───── EXCERPT PROVIDED

Introducing the next generation lightweight modular skimmer, Lamor Minimax 25 (LMM 25), that is easily transportable, assembled and rapidly deployed. The LMM 25 is the ultimate high performance skimmer that can be used in multiple scenarios and in remote environments that are not easily accessible.
The LMM 25 can be configured with additional units (1—4) with a capacity ranging from 25—100 m³/h utilizing a docking station for highly advanced performance in oil spill response operations.
The new skimmer unit can be used as a suction skimmer or combined with a transfer pump. It is a low maintenance and user friendly skimmer that can be lifted by one person and can be connected to most other hydraulic and vacuum units without any tools. The LMM 25 module is equipped with brush wheels and its frame and floatation is very durable.
Fully tested and vetted at Ohmsett with certified capacities, the LMM 25 has a 100% oil recovery rate in all types of oil from light to heavy viscous oils. The skimmer head can be adjusted to varying oil grades and conditions.
For the second year in a row, Alaska Clean Seas (ACS) has conducted an Advanced Oil Spill Response in Ice Course at the Cold Regions Research and Engineering Laboratory (CRREL) in Hanover, New Hampshire. In January and February this year, two separate week-long courses were held, training approximately 55 spill response personnel representing oil companies and agencies working on Alaska’s North Slope.
This course was held at CRREL’s 60 x 25 x 8 outdoor saline test basin. Approximately 18-20” of sea ice is grown using the tank’s chilling system, completely covering the tank’s surface. “North Slope crude oil is injected under the ice prior to the start of training. Our training covers a wide range of topics, including: ice safety, detection and delineation of an oil spill under ice, containment and recovery tactics in ice, deployment of skimmers and recovery systems, and oil spill in-situ burning,” says Alaska Clean Seas, Chris Hall, Training Specialist and Oil Spill Responder.
“We select topics that provide the responder with diverse, realistic training but the focus is to use CRREL to do what we cannot do on the North Slope. CRREL allows us the opportunity to train with real oil in real ice. It is a safe and contained environment. That said, all of the unknowns and unique winter operational challenges that can happen in a real spill can happen at CRREL,” Hall highlights. “Our students have knowledge and proficiency in site safety, equipment operations, and other spill response topics from their weekly training on the North Slope. CRREL enables us to ‘put it all together’ in a realistic yet simulated training environment. We build confidence in our students that they can effectively respond during an Arctic oil spill event,” notes Hall.

──────────

EXERCISE INSTRUCTIONS: Copy the oil spill response text from "The LMM 25 can" up to and including "grades and conditions.".

───── RECORDS SUPPLIED

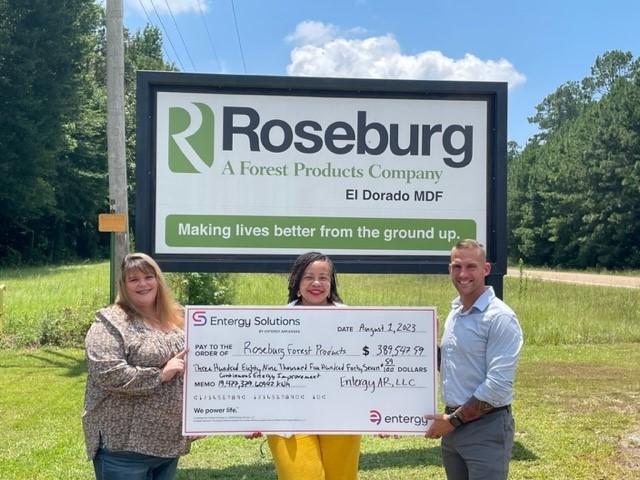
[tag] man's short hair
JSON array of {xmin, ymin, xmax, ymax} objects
[{"xmin": 451, "ymin": 238, "xmax": 487, "ymax": 261}]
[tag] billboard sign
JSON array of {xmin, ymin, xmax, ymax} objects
[{"xmin": 136, "ymin": 72, "xmax": 506, "ymax": 272}]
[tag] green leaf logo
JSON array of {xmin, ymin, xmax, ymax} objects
[{"xmin": 169, "ymin": 102, "xmax": 214, "ymax": 173}]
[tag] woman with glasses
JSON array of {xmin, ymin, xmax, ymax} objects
[{"xmin": 267, "ymin": 252, "xmax": 360, "ymax": 480}]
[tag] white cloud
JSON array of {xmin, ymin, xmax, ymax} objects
[
  {"xmin": 287, "ymin": 21, "xmax": 526, "ymax": 88},
  {"xmin": 126, "ymin": 0, "xmax": 208, "ymax": 17},
  {"xmin": 287, "ymin": 20, "xmax": 337, "ymax": 45}
]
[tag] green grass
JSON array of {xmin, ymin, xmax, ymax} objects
[
  {"xmin": 0, "ymin": 262, "xmax": 109, "ymax": 346},
  {"xmin": 0, "ymin": 262, "xmax": 640, "ymax": 347},
  {"xmin": 0, "ymin": 263, "xmax": 640, "ymax": 480},
  {"xmin": 0, "ymin": 344, "xmax": 640, "ymax": 480}
]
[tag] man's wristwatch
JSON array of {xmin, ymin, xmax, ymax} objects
[{"xmin": 449, "ymin": 413, "xmax": 464, "ymax": 428}]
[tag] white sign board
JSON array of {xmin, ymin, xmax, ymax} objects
[
  {"xmin": 183, "ymin": 306, "xmax": 437, "ymax": 435},
  {"xmin": 155, "ymin": 92, "xmax": 488, "ymax": 255}
]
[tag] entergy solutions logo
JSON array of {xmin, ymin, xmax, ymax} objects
[
  {"xmin": 369, "ymin": 410, "xmax": 382, "ymax": 425},
  {"xmin": 191, "ymin": 310, "xmax": 207, "ymax": 327},
  {"xmin": 169, "ymin": 102, "xmax": 215, "ymax": 173}
]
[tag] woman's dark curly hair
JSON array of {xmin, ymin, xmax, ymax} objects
[{"xmin": 288, "ymin": 252, "xmax": 342, "ymax": 303}]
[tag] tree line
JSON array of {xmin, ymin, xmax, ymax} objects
[
  {"xmin": 0, "ymin": 0, "xmax": 640, "ymax": 269},
  {"xmin": 507, "ymin": 51, "xmax": 640, "ymax": 269},
  {"xmin": 0, "ymin": 0, "xmax": 175, "ymax": 265}
]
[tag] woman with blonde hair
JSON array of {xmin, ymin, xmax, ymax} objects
[{"xmin": 82, "ymin": 253, "xmax": 190, "ymax": 480}]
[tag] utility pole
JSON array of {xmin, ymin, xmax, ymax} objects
[{"xmin": 106, "ymin": 0, "xmax": 129, "ymax": 294}]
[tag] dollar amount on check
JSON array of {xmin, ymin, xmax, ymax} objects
[{"xmin": 183, "ymin": 306, "xmax": 436, "ymax": 435}]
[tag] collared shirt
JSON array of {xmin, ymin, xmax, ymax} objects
[{"xmin": 440, "ymin": 287, "xmax": 522, "ymax": 407}]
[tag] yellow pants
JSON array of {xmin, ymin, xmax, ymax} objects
[{"xmin": 267, "ymin": 435, "xmax": 360, "ymax": 480}]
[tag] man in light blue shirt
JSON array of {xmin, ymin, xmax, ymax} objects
[{"xmin": 426, "ymin": 240, "xmax": 522, "ymax": 480}]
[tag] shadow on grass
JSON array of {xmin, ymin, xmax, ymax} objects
[
  {"xmin": 511, "ymin": 441, "xmax": 538, "ymax": 462},
  {"xmin": 25, "ymin": 348, "xmax": 87, "ymax": 377},
  {"xmin": 176, "ymin": 464, "xmax": 276, "ymax": 480},
  {"xmin": 177, "ymin": 442, "xmax": 538, "ymax": 480},
  {"xmin": 360, "ymin": 447, "xmax": 442, "ymax": 470}
]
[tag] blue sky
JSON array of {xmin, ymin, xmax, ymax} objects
[{"xmin": 124, "ymin": 0, "xmax": 640, "ymax": 145}]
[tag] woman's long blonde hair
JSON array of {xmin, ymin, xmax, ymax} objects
[{"xmin": 115, "ymin": 253, "xmax": 184, "ymax": 329}]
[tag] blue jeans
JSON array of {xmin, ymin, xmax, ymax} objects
[{"xmin": 93, "ymin": 448, "xmax": 178, "ymax": 480}]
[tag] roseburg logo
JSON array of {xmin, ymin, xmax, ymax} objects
[
  {"xmin": 169, "ymin": 102, "xmax": 214, "ymax": 173},
  {"xmin": 191, "ymin": 310, "xmax": 207, "ymax": 327},
  {"xmin": 369, "ymin": 410, "xmax": 382, "ymax": 425}
]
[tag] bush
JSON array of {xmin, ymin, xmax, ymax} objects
[{"xmin": 167, "ymin": 272, "xmax": 235, "ymax": 305}]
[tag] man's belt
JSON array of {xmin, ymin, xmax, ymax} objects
[{"xmin": 444, "ymin": 405, "xmax": 511, "ymax": 415}]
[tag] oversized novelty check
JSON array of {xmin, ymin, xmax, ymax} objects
[{"xmin": 183, "ymin": 306, "xmax": 436, "ymax": 435}]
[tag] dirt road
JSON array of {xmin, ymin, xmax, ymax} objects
[{"xmin": 507, "ymin": 268, "xmax": 640, "ymax": 288}]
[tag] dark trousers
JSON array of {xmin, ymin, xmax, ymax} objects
[
  {"xmin": 441, "ymin": 409, "xmax": 514, "ymax": 480},
  {"xmin": 93, "ymin": 448, "xmax": 178, "ymax": 480}
]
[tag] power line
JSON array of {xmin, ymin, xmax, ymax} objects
[
  {"xmin": 138, "ymin": 0, "xmax": 171, "ymax": 67},
  {"xmin": 164, "ymin": 0, "xmax": 198, "ymax": 72},
  {"xmin": 231, "ymin": 0, "xmax": 247, "ymax": 73},
  {"xmin": 196, "ymin": 0, "xmax": 222, "ymax": 70},
  {"xmin": 149, "ymin": 0, "xmax": 184, "ymax": 70}
]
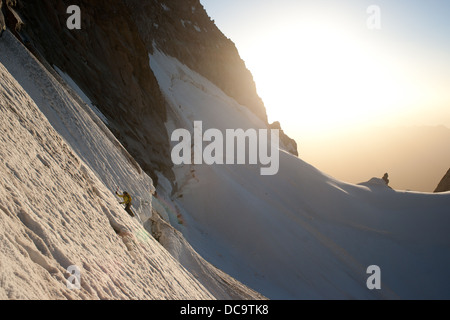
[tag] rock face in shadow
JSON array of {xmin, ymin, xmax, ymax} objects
[
  {"xmin": 11, "ymin": 0, "xmax": 297, "ymax": 184},
  {"xmin": 434, "ymin": 169, "xmax": 450, "ymax": 192}
]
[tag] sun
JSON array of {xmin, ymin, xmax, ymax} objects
[{"xmin": 241, "ymin": 20, "xmax": 420, "ymax": 137}]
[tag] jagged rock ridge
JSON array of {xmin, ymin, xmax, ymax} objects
[{"xmin": 434, "ymin": 169, "xmax": 450, "ymax": 192}]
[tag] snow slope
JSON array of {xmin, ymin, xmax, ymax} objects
[
  {"xmin": 150, "ymin": 48, "xmax": 450, "ymax": 299},
  {"xmin": 0, "ymin": 32, "xmax": 262, "ymax": 299}
]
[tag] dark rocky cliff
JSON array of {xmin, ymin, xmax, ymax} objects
[
  {"xmin": 5, "ymin": 0, "xmax": 297, "ymax": 184},
  {"xmin": 434, "ymin": 169, "xmax": 450, "ymax": 192}
]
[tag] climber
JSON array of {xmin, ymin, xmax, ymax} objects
[{"xmin": 116, "ymin": 191, "xmax": 134, "ymax": 217}]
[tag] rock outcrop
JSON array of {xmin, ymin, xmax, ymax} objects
[
  {"xmin": 434, "ymin": 169, "xmax": 450, "ymax": 192},
  {"xmin": 10, "ymin": 0, "xmax": 297, "ymax": 185}
]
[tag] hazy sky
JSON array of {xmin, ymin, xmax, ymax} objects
[
  {"xmin": 200, "ymin": 0, "xmax": 450, "ymax": 191},
  {"xmin": 201, "ymin": 0, "xmax": 450, "ymax": 138}
]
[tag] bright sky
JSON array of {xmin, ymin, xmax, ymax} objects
[
  {"xmin": 201, "ymin": 0, "xmax": 450, "ymax": 140},
  {"xmin": 200, "ymin": 0, "xmax": 450, "ymax": 191}
]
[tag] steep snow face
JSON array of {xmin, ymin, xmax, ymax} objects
[
  {"xmin": 150, "ymin": 49, "xmax": 450, "ymax": 299},
  {"xmin": 0, "ymin": 32, "xmax": 264, "ymax": 299},
  {"xmin": 0, "ymin": 32, "xmax": 213, "ymax": 299}
]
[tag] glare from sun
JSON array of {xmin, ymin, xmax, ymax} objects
[{"xmin": 244, "ymin": 20, "xmax": 424, "ymax": 136}]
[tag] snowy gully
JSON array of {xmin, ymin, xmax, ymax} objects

──────────

EXERCISE RESULT:
The LMM 25 can be configured with additional units (1—4) with a capacity ranging from 25—100 m³/h utilizing a docking station for highly advanced performance in oil spill response operations.
The new skimmer unit can be used as a suction skimmer or combined with a transfer pump. It is a low maintenance and user friendly skimmer that can be lifted by one person and can be connected to most other hydraulic and vacuum units without any tools. The LMM 25 module is equipped with brush wheels and its frame and floatation is very durable.
Fully tested and vetted at Ohmsett with certified capacities, the LMM 25 has a 100% oil recovery rate in all types of oil from light to heavy viscous oils. The skimmer head can be adjusted to varying oil grades and conditions.